Collected data:

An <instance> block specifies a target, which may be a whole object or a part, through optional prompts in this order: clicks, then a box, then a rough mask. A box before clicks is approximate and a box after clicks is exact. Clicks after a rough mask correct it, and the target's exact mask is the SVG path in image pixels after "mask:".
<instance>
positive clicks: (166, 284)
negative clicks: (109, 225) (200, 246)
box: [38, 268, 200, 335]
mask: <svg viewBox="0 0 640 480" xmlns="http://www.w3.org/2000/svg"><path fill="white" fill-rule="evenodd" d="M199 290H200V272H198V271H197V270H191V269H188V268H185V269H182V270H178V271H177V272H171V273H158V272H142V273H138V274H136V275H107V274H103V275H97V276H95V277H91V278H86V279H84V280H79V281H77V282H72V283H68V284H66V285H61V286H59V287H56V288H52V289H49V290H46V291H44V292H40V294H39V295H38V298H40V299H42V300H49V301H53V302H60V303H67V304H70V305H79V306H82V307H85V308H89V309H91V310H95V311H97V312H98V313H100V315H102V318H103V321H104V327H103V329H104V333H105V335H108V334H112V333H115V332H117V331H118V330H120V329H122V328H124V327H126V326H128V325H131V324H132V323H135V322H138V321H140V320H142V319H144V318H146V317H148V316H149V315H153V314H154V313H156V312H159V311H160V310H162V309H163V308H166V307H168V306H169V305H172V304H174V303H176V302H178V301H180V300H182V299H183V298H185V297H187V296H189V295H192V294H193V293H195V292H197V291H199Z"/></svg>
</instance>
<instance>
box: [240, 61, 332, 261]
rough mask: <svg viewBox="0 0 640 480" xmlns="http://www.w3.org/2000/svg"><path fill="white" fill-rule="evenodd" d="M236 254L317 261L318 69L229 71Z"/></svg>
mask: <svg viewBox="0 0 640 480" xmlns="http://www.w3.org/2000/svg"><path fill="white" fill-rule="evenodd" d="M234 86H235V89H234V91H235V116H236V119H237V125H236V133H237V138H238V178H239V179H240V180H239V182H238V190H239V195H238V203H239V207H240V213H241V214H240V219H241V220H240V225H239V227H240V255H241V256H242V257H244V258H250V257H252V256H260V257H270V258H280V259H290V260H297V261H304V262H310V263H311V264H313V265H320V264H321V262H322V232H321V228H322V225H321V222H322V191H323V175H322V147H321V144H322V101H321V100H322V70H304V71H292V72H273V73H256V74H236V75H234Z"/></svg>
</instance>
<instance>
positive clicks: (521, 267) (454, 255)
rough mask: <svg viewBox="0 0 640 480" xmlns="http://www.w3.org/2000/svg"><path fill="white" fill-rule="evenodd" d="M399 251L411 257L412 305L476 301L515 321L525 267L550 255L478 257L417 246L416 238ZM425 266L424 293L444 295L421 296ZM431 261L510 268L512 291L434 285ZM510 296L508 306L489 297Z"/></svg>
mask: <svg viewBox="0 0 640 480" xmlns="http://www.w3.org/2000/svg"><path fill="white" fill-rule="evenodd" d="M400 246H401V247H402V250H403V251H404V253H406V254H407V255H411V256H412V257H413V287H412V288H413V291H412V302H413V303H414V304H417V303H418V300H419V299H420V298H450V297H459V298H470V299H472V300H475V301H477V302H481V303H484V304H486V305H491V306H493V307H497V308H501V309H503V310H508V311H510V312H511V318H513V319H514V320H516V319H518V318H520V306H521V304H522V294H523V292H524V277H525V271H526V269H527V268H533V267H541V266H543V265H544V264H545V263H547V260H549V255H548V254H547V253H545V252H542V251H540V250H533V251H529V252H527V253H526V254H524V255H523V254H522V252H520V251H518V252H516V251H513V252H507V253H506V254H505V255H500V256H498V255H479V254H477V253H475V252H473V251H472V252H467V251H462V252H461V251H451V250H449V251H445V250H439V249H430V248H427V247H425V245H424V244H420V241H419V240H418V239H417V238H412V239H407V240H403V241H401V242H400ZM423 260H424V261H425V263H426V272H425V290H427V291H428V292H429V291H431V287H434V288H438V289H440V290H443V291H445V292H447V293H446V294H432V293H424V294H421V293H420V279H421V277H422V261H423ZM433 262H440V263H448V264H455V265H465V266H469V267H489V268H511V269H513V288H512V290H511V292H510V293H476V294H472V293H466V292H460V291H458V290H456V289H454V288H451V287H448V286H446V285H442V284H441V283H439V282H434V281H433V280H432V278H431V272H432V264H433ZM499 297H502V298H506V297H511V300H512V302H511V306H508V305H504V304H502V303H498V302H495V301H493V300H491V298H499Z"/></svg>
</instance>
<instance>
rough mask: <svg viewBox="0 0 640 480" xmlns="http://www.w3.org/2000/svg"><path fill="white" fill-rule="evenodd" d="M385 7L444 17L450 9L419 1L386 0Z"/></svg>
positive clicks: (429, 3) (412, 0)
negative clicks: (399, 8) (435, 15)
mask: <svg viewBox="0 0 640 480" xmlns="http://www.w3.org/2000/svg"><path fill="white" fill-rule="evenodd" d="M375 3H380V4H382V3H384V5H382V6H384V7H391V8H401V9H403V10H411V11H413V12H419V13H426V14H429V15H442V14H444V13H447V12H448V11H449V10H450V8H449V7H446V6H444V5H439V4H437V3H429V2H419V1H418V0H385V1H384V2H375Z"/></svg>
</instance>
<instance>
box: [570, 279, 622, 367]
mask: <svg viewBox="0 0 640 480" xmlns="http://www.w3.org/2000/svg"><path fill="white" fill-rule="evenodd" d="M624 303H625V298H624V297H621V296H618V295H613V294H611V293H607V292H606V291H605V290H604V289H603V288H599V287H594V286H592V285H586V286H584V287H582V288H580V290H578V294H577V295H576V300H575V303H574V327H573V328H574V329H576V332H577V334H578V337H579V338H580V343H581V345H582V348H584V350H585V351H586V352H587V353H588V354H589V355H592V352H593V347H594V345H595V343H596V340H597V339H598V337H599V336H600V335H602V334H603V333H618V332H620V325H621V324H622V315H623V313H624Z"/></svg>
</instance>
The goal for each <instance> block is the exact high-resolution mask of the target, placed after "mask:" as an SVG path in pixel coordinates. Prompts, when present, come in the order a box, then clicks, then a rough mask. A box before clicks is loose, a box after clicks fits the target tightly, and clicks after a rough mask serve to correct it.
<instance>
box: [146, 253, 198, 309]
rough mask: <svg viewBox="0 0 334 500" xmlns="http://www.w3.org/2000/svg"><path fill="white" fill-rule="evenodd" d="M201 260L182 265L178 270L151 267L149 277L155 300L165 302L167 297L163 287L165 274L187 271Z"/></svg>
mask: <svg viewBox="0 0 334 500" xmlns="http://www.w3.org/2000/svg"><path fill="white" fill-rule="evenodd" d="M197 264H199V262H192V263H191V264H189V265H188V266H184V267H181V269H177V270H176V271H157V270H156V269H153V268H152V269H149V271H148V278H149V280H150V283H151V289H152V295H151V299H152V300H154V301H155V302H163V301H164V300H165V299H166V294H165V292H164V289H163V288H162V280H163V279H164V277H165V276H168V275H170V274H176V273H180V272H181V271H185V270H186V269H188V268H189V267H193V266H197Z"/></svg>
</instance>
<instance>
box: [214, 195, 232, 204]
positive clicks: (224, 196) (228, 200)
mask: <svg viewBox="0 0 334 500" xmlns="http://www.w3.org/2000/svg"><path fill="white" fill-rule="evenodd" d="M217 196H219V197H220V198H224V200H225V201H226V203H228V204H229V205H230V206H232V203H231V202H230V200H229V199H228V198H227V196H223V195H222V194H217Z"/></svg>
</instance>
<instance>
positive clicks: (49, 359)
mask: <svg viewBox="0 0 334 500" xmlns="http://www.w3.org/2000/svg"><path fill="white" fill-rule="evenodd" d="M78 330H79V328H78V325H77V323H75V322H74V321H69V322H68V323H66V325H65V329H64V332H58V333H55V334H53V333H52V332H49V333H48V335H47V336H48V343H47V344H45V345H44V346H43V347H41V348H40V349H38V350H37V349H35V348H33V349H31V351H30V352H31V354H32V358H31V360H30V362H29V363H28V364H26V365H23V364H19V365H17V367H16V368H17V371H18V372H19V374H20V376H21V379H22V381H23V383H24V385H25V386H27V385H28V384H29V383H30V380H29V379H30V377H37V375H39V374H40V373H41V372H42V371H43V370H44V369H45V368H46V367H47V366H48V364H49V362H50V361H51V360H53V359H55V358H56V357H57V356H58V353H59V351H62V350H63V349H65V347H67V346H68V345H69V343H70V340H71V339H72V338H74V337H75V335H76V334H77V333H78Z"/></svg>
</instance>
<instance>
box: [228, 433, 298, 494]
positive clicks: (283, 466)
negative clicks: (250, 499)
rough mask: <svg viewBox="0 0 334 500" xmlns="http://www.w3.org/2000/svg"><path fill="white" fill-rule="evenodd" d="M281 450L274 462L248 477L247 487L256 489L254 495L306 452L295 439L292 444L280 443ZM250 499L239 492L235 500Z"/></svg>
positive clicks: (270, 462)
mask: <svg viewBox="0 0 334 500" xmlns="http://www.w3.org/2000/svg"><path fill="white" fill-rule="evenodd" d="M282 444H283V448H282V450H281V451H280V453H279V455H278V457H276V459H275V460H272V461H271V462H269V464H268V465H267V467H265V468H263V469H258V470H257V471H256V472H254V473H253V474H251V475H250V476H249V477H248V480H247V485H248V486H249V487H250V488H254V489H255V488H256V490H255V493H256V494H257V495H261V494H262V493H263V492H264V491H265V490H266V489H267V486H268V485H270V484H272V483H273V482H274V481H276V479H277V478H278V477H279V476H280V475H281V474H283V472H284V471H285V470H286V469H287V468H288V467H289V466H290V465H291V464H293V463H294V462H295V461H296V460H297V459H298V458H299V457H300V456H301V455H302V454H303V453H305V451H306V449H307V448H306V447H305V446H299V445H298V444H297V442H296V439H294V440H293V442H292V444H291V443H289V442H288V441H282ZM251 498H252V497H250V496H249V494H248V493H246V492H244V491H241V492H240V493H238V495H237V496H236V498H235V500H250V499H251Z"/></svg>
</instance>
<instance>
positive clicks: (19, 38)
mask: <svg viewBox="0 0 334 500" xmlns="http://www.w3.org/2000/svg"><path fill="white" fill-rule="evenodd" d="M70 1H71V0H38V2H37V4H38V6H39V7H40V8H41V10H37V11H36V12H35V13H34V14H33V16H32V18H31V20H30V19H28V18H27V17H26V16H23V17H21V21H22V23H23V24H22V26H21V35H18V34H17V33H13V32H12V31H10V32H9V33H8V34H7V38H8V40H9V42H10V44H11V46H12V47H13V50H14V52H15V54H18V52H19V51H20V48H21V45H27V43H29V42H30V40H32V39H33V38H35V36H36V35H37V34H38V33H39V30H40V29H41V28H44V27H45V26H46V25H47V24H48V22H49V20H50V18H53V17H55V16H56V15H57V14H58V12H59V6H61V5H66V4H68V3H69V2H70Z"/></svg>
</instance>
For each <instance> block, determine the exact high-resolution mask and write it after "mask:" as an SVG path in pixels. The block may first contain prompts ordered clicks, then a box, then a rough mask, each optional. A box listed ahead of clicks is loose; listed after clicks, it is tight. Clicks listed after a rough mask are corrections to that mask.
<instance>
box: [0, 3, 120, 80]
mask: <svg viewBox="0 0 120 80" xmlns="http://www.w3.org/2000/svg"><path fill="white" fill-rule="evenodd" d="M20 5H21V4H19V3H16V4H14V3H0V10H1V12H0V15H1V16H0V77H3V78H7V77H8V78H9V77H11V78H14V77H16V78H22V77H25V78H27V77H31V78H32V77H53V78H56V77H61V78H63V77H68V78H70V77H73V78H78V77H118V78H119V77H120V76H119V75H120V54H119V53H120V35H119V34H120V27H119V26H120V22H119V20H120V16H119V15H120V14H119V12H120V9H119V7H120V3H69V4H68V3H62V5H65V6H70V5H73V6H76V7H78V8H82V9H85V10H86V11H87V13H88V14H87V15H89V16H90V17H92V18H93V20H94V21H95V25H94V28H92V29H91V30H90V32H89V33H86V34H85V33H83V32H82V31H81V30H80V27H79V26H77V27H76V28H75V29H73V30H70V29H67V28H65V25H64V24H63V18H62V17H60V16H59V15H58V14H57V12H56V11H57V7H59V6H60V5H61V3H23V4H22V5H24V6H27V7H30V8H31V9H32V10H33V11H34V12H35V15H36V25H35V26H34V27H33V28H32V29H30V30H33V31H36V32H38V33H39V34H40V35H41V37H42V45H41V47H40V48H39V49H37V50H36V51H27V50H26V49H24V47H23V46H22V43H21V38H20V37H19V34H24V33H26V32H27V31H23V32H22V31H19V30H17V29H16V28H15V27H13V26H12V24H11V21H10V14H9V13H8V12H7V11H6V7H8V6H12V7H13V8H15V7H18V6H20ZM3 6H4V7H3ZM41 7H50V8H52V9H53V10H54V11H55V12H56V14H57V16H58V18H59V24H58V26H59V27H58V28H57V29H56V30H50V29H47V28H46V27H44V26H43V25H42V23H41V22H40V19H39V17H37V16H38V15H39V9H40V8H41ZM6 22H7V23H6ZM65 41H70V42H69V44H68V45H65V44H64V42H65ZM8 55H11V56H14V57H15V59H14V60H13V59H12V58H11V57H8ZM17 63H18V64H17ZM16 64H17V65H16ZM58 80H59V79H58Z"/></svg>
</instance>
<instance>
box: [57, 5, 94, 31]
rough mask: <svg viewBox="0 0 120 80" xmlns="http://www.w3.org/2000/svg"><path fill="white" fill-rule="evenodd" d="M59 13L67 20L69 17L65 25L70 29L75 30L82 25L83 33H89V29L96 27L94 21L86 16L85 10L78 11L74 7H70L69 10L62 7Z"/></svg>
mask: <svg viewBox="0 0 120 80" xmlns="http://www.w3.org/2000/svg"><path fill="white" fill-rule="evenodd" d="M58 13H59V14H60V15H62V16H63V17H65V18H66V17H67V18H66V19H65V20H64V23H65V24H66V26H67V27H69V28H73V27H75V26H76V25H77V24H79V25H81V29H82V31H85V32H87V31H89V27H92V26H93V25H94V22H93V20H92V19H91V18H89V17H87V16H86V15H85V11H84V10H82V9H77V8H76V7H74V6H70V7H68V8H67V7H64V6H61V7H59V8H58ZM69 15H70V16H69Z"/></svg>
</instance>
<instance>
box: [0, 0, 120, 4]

**Written task**
Pull out every line in the records above that contains the word "each", and copy those lines in full.

**Task solution**
The goal for each <instance> block is the exact high-resolution mask of the target, placed after "mask:" as an SVG path in pixel coordinates. Prompts, when present, come in the order a box, then clicks, then a rough mask. A box before clicks is loose, a box after clicks fits the target tightly, and clicks after a rough mask serve to correct it.
For each <instance> block, determine the exact high-resolution mask and write it after "mask:" as an SVG path in pixels. The block may first contain prompts ordered clicks, then a box, then a rough mask, each optional. A box listed ahead of clicks is loose; listed after clicks, it is tight. Clicks listed after a rough mask are corrections to that mask.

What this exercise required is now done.